Your task =>
The word "window" occurs in some lines of the data. Return each such line.

Data section =>

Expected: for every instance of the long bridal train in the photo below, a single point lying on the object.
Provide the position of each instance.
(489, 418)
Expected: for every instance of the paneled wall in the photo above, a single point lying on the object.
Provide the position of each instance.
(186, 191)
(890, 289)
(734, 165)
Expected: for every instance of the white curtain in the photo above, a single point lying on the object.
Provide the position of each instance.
--
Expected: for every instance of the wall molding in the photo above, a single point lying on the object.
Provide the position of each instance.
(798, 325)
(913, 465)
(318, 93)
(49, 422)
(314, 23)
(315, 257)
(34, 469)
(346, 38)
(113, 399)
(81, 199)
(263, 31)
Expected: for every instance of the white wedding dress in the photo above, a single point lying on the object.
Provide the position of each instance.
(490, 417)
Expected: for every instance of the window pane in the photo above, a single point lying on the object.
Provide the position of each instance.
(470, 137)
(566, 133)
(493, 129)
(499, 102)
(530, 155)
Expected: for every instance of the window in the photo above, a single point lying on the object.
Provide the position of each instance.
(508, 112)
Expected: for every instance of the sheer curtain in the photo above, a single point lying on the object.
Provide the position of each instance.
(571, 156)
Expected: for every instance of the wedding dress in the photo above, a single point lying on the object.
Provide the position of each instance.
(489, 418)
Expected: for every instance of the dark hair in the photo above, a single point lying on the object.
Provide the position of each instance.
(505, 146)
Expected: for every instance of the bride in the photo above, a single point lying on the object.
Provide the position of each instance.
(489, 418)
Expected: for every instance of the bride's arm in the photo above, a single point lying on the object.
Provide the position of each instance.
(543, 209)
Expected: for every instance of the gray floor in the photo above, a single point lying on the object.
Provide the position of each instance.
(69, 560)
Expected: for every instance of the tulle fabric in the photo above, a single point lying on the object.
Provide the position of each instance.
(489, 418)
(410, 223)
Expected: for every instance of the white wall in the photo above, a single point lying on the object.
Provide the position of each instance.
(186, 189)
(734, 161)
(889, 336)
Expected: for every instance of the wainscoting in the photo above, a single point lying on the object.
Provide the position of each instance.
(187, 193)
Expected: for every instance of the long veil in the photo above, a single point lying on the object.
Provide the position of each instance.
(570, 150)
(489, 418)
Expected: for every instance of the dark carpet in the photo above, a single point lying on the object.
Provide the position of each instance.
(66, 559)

Response for this exercise =>
Expected: for every instance of the window pane in the photo above, a single point lying on the object.
Expected: for every instance of the window in the photo above, a single point lying on the object.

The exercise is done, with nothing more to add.